----- 数据行

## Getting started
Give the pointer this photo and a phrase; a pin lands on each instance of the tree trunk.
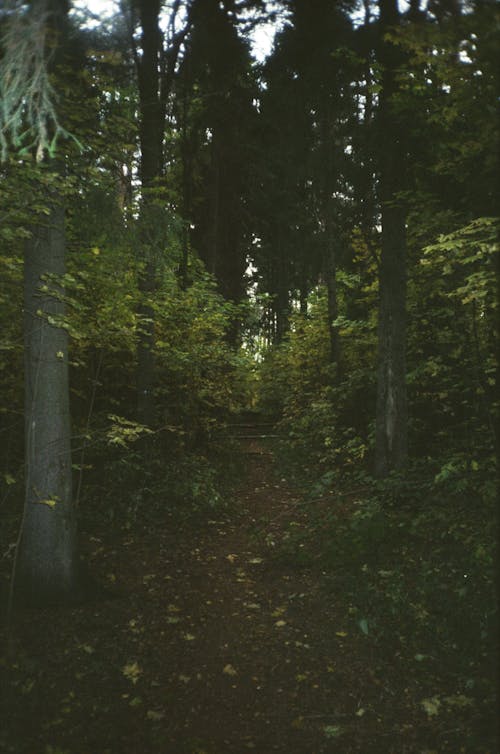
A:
(46, 563)
(391, 444)
(151, 137)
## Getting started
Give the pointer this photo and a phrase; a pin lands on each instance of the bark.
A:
(46, 568)
(391, 443)
(151, 137)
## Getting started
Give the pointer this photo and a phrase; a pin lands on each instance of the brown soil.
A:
(215, 646)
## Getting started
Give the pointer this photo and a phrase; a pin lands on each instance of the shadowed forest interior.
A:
(248, 376)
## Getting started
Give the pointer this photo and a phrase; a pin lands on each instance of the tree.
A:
(46, 568)
(391, 444)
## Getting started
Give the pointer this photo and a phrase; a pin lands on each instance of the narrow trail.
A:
(215, 647)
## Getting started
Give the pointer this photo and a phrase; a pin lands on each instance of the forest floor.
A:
(213, 646)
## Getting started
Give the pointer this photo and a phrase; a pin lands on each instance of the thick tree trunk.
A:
(392, 417)
(46, 564)
(391, 443)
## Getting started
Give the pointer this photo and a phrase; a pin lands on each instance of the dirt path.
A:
(215, 647)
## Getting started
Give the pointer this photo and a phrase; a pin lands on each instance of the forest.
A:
(249, 416)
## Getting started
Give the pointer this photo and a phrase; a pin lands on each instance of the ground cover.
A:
(217, 639)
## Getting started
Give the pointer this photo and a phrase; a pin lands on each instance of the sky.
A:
(262, 38)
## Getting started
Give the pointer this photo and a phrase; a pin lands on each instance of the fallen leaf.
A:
(132, 671)
(458, 700)
(332, 731)
(154, 715)
(431, 705)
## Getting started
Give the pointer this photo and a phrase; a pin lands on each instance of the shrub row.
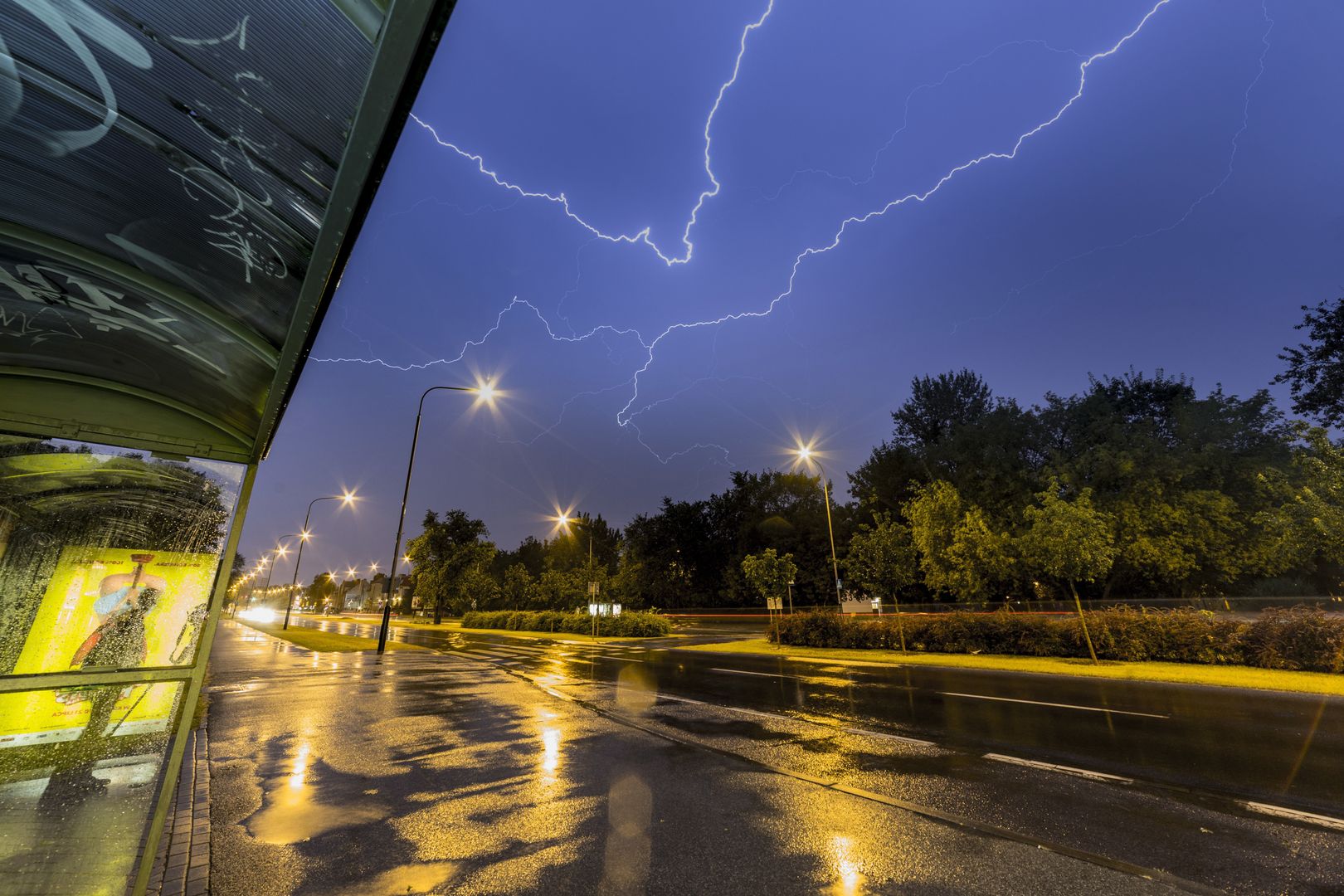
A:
(1288, 638)
(628, 625)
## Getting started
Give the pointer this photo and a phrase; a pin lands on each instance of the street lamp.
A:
(485, 392)
(806, 455)
(347, 499)
(563, 520)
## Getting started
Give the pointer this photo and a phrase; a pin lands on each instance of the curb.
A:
(182, 867)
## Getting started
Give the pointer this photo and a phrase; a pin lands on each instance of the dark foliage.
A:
(1300, 638)
(1315, 371)
(628, 625)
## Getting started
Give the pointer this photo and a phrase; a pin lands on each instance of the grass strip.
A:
(325, 641)
(552, 635)
(1171, 672)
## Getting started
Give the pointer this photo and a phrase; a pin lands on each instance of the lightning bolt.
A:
(644, 236)
(1190, 210)
(626, 416)
(905, 117)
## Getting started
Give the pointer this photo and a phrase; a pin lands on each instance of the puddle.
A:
(292, 815)
(292, 818)
(407, 880)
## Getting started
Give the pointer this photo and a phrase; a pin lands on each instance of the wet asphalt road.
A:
(855, 802)
(1273, 747)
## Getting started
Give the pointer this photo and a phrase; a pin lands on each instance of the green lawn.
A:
(314, 640)
(1175, 672)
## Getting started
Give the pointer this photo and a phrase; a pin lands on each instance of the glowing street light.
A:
(487, 394)
(806, 455)
(347, 499)
(281, 551)
(565, 522)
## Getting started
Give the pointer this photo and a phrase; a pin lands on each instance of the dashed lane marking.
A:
(1068, 770)
(916, 742)
(1058, 705)
(1296, 815)
(743, 672)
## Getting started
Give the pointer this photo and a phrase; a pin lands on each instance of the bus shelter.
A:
(180, 184)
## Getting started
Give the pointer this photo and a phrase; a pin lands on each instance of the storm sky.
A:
(1038, 191)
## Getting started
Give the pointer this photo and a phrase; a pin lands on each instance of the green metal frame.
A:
(52, 403)
(410, 32)
(186, 707)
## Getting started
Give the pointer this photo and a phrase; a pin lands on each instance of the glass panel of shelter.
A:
(108, 564)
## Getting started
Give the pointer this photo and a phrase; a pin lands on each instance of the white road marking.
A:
(1058, 705)
(1296, 815)
(886, 737)
(1068, 770)
(743, 672)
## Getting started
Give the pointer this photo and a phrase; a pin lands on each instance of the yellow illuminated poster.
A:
(106, 609)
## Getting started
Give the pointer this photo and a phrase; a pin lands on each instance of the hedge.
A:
(628, 625)
(1285, 638)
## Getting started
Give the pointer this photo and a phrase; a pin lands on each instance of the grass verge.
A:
(511, 633)
(453, 625)
(1171, 672)
(314, 640)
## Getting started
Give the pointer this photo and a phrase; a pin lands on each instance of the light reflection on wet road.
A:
(507, 789)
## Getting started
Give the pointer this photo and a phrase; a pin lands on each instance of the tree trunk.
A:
(1083, 621)
(901, 625)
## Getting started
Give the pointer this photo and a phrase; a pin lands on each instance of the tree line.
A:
(1136, 486)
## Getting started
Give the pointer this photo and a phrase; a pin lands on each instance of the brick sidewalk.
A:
(182, 867)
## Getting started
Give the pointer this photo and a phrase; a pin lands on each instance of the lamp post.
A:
(485, 392)
(806, 455)
(270, 564)
(346, 499)
(565, 522)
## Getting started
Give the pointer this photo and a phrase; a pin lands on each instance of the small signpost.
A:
(598, 610)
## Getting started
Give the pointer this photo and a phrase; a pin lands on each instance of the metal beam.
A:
(132, 391)
(410, 32)
(149, 284)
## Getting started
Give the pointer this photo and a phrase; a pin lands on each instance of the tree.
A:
(981, 557)
(938, 405)
(769, 574)
(477, 590)
(1069, 540)
(882, 559)
(516, 587)
(444, 553)
(1315, 371)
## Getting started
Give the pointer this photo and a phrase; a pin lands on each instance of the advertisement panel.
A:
(108, 609)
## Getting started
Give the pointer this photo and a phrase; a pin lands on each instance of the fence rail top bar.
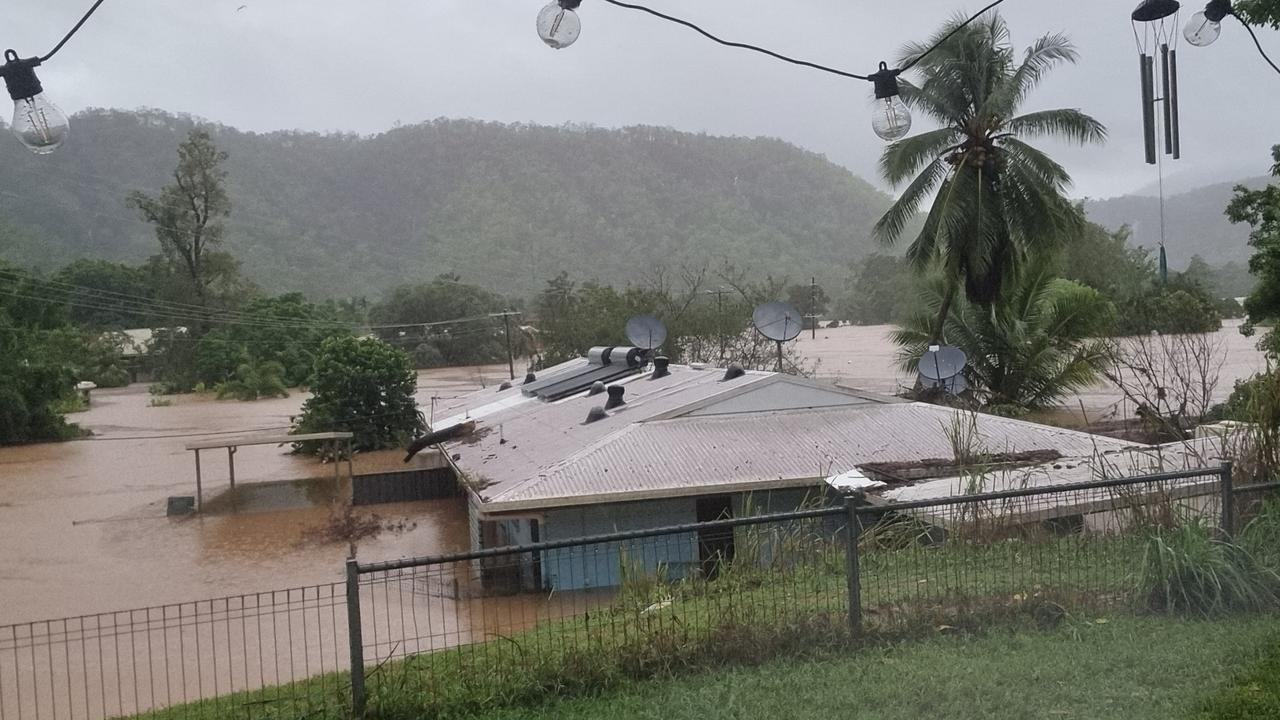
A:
(777, 518)
(593, 540)
(268, 438)
(1048, 490)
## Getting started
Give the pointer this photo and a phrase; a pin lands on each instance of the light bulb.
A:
(1201, 31)
(39, 124)
(558, 24)
(891, 119)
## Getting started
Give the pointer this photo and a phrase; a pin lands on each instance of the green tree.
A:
(187, 215)
(33, 373)
(882, 288)
(255, 381)
(286, 329)
(997, 199)
(1260, 12)
(809, 299)
(1029, 349)
(362, 386)
(105, 295)
(1261, 210)
(412, 308)
(1106, 261)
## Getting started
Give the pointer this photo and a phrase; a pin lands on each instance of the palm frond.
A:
(1065, 123)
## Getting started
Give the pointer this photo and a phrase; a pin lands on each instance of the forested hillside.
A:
(1194, 223)
(506, 206)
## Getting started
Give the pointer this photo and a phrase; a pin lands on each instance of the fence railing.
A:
(274, 654)
(460, 633)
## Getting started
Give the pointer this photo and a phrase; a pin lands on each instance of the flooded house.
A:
(613, 442)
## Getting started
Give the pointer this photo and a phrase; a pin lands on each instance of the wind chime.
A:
(1155, 30)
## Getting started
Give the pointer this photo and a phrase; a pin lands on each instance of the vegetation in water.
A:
(365, 387)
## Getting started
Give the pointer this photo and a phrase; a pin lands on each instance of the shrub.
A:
(1188, 570)
(255, 381)
(110, 376)
(365, 387)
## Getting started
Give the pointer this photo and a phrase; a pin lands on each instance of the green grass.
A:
(1127, 666)
(1252, 693)
(767, 609)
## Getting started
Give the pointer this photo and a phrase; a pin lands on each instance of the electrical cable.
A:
(732, 44)
(72, 32)
(1255, 36)
(794, 60)
(947, 36)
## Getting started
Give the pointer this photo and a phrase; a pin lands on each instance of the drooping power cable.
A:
(72, 32)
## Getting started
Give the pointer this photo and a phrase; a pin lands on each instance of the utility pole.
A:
(813, 306)
(720, 317)
(506, 327)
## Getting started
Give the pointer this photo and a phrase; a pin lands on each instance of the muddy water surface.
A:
(83, 527)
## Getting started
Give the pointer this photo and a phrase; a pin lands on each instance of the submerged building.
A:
(612, 443)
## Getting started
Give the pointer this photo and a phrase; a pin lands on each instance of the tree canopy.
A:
(1261, 210)
(996, 199)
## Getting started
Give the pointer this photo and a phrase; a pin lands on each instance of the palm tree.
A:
(1029, 350)
(254, 381)
(996, 197)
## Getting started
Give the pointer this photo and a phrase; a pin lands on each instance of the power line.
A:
(72, 32)
(1255, 36)
(794, 60)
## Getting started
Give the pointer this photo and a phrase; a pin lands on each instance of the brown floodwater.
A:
(83, 524)
(864, 356)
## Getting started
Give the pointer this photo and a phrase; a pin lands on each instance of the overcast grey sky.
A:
(368, 64)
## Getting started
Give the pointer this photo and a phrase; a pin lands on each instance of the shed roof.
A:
(693, 455)
(691, 432)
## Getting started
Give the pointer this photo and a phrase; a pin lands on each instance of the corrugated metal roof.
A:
(696, 454)
(539, 434)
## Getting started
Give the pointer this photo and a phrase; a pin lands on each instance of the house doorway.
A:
(714, 545)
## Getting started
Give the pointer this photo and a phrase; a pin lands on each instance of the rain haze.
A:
(365, 67)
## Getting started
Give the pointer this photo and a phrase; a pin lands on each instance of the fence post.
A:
(1228, 501)
(855, 589)
(353, 634)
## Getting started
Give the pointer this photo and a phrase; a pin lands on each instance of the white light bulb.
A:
(1201, 31)
(891, 119)
(39, 124)
(558, 26)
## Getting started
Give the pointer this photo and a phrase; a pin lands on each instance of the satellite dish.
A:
(778, 322)
(647, 332)
(942, 367)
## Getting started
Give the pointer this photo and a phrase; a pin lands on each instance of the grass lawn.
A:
(1125, 666)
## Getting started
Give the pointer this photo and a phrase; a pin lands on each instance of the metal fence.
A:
(469, 632)
(238, 656)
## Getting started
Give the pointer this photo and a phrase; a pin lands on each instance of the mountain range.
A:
(507, 206)
(503, 205)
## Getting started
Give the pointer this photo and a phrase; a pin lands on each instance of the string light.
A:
(1203, 28)
(558, 26)
(1206, 26)
(37, 123)
(891, 119)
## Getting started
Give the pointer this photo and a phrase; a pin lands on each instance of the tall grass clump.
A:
(1188, 570)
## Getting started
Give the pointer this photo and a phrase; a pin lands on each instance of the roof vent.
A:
(616, 393)
(659, 368)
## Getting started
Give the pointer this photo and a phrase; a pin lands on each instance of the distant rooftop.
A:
(693, 432)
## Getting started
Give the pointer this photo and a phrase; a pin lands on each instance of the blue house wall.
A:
(675, 556)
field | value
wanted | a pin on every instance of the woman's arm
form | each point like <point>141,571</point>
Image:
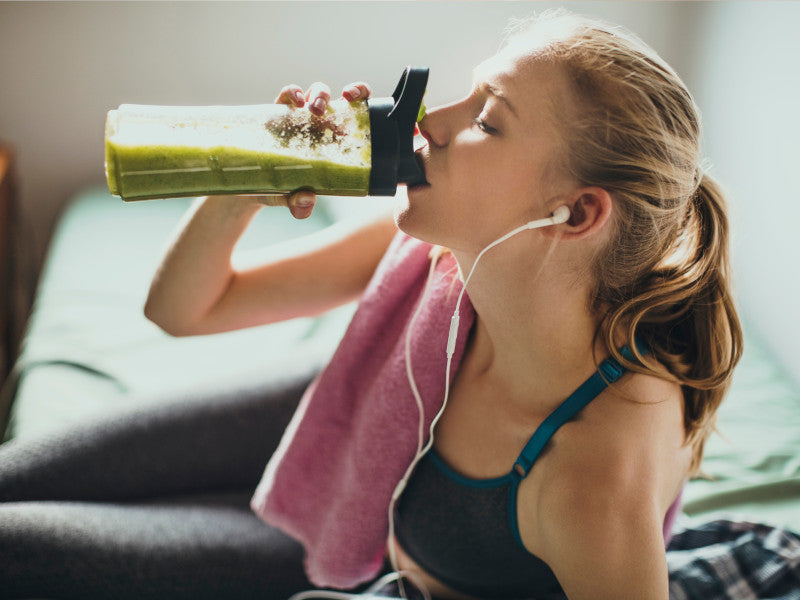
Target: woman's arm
<point>608,548</point>
<point>199,290</point>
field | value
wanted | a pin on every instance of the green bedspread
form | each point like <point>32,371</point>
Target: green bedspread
<point>89,347</point>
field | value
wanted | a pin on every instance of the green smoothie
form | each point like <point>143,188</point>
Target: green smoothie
<point>159,152</point>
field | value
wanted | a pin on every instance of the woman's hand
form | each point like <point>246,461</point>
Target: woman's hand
<point>301,203</point>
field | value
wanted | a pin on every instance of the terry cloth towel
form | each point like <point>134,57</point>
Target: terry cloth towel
<point>355,432</point>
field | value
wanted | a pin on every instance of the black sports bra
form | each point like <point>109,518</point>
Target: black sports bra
<point>464,531</point>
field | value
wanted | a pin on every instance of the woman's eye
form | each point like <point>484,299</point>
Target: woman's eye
<point>483,126</point>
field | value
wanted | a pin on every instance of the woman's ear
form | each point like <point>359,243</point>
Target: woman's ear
<point>590,209</point>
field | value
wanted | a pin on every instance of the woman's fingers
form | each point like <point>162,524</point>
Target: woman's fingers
<point>356,91</point>
<point>318,96</point>
<point>301,203</point>
<point>291,94</point>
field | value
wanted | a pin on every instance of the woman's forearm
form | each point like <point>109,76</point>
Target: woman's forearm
<point>197,270</point>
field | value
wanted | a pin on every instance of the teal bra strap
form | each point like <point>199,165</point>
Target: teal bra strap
<point>609,371</point>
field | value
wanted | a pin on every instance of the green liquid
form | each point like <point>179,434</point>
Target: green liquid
<point>162,152</point>
<point>161,171</point>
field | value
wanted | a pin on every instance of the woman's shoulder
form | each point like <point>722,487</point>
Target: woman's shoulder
<point>628,443</point>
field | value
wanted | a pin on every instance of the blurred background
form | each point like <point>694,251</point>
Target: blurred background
<point>64,64</point>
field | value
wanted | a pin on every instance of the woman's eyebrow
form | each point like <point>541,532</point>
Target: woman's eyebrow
<point>497,93</point>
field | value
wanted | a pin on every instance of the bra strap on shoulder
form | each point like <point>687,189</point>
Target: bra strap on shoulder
<point>609,371</point>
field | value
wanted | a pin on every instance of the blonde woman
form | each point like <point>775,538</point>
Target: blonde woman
<point>592,351</point>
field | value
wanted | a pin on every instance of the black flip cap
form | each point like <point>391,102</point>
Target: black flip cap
<point>392,122</point>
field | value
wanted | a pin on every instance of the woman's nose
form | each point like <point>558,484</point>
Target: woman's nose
<point>433,127</point>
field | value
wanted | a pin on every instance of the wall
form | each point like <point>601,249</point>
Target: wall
<point>747,82</point>
<point>64,64</point>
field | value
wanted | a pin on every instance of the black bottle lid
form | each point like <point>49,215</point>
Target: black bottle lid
<point>392,122</point>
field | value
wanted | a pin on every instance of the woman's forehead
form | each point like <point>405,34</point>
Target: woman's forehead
<point>522,76</point>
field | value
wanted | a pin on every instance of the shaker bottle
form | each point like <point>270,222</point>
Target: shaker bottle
<point>356,148</point>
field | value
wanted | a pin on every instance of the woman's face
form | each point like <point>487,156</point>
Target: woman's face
<point>491,158</point>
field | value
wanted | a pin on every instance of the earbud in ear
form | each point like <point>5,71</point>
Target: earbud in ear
<point>561,215</point>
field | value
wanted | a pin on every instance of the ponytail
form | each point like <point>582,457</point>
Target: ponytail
<point>684,311</point>
<point>631,127</point>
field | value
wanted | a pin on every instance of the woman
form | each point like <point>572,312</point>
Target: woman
<point>633,286</point>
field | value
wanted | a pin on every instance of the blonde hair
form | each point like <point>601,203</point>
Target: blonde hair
<point>664,277</point>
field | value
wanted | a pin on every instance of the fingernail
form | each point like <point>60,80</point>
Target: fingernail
<point>304,201</point>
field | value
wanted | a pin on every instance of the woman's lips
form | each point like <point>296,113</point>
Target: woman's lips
<point>421,164</point>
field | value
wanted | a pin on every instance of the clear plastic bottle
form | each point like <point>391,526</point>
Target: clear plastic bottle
<point>355,149</point>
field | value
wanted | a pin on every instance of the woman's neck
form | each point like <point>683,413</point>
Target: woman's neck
<point>534,333</point>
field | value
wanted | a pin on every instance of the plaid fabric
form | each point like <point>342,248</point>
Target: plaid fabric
<point>726,560</point>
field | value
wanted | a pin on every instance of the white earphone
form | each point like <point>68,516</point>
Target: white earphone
<point>560,215</point>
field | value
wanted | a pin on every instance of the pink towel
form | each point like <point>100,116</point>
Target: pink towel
<point>355,432</point>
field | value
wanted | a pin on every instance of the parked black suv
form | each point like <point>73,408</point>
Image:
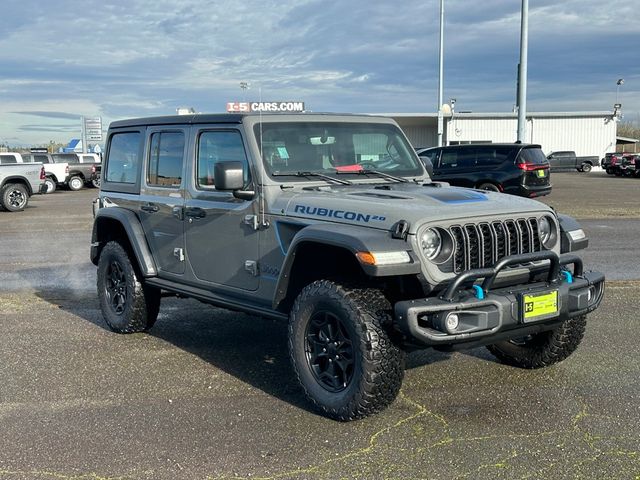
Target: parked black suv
<point>515,168</point>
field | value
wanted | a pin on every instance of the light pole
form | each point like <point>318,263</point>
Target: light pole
<point>618,84</point>
<point>244,86</point>
<point>522,72</point>
<point>441,75</point>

----------

- **任务详情**
请列出上面记录中所有含有字符串“lamp”的行，逐行照抄。匹配时区分大小写。

- **任务结果**
Give the pointer this photo and a phrase; a pin lands on each instance of the street lamp.
Give the pointer this photo and a phrase; a pin lands on each instance of the lamp post.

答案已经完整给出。